§ EXERCISE GOAL
Once you find the line with "Guideline: for each instance of the cloud, the" in the data that follows, repeat it and every line after it exactly, through the line with "Guideline: for each instance of the red shirt, the".
####
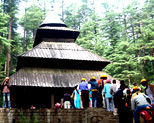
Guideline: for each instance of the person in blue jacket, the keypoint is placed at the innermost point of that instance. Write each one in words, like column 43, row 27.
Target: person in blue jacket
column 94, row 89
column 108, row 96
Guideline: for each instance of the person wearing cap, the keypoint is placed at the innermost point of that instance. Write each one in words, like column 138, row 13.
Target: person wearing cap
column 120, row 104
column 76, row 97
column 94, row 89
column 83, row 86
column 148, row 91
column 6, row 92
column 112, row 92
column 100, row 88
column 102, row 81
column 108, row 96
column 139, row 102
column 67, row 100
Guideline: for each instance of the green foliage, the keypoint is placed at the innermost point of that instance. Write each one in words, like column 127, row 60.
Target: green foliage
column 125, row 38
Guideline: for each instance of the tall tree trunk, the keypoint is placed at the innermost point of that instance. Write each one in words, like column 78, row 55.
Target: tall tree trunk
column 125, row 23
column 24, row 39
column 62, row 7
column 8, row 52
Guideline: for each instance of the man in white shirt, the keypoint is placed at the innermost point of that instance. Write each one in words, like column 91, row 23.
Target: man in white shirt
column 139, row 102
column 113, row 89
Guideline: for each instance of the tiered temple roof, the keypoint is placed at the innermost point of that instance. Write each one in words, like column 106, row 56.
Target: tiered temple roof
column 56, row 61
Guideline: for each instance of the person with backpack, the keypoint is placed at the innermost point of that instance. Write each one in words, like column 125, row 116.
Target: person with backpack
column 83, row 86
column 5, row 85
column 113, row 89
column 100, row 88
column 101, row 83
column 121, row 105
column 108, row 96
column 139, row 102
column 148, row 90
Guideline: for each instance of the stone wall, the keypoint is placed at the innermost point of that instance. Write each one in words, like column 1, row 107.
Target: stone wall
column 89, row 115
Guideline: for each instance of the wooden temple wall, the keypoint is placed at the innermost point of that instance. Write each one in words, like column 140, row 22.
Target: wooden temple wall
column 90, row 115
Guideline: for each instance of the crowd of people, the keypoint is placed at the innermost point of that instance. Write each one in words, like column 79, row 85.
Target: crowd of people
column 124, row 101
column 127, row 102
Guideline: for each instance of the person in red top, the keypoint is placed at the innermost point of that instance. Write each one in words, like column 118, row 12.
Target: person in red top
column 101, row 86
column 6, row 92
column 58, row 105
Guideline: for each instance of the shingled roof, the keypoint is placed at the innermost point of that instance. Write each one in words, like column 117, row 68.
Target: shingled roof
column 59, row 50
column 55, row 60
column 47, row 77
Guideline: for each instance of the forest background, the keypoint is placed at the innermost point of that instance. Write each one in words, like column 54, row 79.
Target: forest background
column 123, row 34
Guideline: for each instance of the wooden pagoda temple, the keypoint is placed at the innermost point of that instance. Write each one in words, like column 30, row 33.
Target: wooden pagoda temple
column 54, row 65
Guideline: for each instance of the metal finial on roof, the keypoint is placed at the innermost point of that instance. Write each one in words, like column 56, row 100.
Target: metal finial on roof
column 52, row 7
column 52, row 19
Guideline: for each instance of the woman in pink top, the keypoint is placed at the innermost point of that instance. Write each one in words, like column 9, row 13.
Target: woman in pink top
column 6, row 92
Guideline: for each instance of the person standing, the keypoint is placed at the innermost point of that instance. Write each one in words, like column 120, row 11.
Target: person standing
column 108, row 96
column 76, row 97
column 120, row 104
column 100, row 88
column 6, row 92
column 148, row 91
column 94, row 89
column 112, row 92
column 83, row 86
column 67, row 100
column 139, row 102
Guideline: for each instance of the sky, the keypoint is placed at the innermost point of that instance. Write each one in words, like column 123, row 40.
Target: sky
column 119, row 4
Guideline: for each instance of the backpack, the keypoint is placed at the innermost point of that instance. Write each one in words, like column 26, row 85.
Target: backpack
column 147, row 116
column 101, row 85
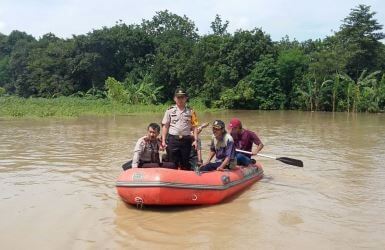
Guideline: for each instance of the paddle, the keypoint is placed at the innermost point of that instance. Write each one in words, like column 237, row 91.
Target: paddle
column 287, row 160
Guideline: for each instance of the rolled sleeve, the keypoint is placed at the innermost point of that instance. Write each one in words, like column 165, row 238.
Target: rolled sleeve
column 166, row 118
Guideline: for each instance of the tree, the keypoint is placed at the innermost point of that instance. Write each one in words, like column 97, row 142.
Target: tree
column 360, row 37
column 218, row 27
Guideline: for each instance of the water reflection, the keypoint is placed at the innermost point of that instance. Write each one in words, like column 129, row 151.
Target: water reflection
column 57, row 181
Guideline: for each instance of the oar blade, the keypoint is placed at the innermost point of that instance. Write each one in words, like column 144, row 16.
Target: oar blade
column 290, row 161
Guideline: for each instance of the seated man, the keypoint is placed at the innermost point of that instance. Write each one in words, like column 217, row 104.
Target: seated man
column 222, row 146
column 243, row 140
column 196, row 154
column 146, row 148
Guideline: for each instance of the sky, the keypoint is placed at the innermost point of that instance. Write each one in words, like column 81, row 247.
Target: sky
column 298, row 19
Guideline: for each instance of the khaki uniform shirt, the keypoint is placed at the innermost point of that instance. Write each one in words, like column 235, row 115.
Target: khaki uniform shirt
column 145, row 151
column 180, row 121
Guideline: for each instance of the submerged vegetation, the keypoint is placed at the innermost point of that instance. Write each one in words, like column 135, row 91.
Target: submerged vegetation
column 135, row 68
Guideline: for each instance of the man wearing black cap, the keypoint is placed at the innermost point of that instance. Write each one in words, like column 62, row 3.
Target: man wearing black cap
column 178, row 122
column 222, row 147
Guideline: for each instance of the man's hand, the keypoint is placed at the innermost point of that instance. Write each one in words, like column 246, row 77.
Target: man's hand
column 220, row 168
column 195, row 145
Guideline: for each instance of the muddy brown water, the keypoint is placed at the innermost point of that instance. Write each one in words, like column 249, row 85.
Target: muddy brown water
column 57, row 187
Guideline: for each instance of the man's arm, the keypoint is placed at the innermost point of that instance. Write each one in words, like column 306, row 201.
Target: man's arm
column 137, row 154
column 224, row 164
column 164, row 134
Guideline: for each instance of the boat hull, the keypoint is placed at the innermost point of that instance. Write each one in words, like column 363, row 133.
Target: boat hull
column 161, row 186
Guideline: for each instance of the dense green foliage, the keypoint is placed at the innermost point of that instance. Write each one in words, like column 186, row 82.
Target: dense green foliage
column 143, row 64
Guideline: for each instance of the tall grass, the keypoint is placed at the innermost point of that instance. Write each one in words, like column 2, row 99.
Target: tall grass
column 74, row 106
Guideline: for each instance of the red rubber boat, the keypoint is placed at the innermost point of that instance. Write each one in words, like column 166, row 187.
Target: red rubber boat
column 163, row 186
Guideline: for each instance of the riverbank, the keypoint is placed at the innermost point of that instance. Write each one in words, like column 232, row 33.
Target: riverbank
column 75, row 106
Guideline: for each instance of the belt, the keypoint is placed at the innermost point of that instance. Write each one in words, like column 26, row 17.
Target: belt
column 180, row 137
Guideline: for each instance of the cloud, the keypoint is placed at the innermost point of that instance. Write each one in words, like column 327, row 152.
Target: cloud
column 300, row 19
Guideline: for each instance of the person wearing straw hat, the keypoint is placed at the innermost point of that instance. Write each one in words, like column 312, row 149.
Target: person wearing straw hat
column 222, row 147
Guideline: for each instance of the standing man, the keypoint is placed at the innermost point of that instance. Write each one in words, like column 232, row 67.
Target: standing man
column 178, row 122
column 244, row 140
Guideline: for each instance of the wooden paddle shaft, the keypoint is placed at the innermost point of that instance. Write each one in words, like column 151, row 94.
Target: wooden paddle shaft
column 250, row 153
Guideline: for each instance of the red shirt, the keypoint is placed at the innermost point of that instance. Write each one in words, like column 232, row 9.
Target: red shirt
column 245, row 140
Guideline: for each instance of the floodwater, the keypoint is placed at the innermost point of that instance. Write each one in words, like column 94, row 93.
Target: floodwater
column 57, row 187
####
§ ANSWER FOR THE TASK
Guideline: for each instance of the cloud, the keypoint is placed at the innermost point of that instance. Write each one in words, like column 327, row 152.
Target: cloud
column 300, row 19
Guideline: for each instance of the person wearing straw hat, the keypoint is placed at the innermost point of that instance. Write each one in words, like column 312, row 149.
Target: person wearing straw hat
column 222, row 147
Guideline: for each instance of the standing man, the keypoint is placed at the innermost point of that instance. Write each one in words, like column 232, row 67.
Target: standing man
column 178, row 122
column 244, row 140
Guideline: for each instance of the wooden paddle shaft, the keypoint is placed at the innermost point of that instance. Write each one in words, like column 151, row 94.
Target: wooden paddle shaft
column 250, row 153
Guideline: for each instance of the red shirt, the keypoint is placed at the innermost point of that instance. Write each one in words, like column 232, row 9.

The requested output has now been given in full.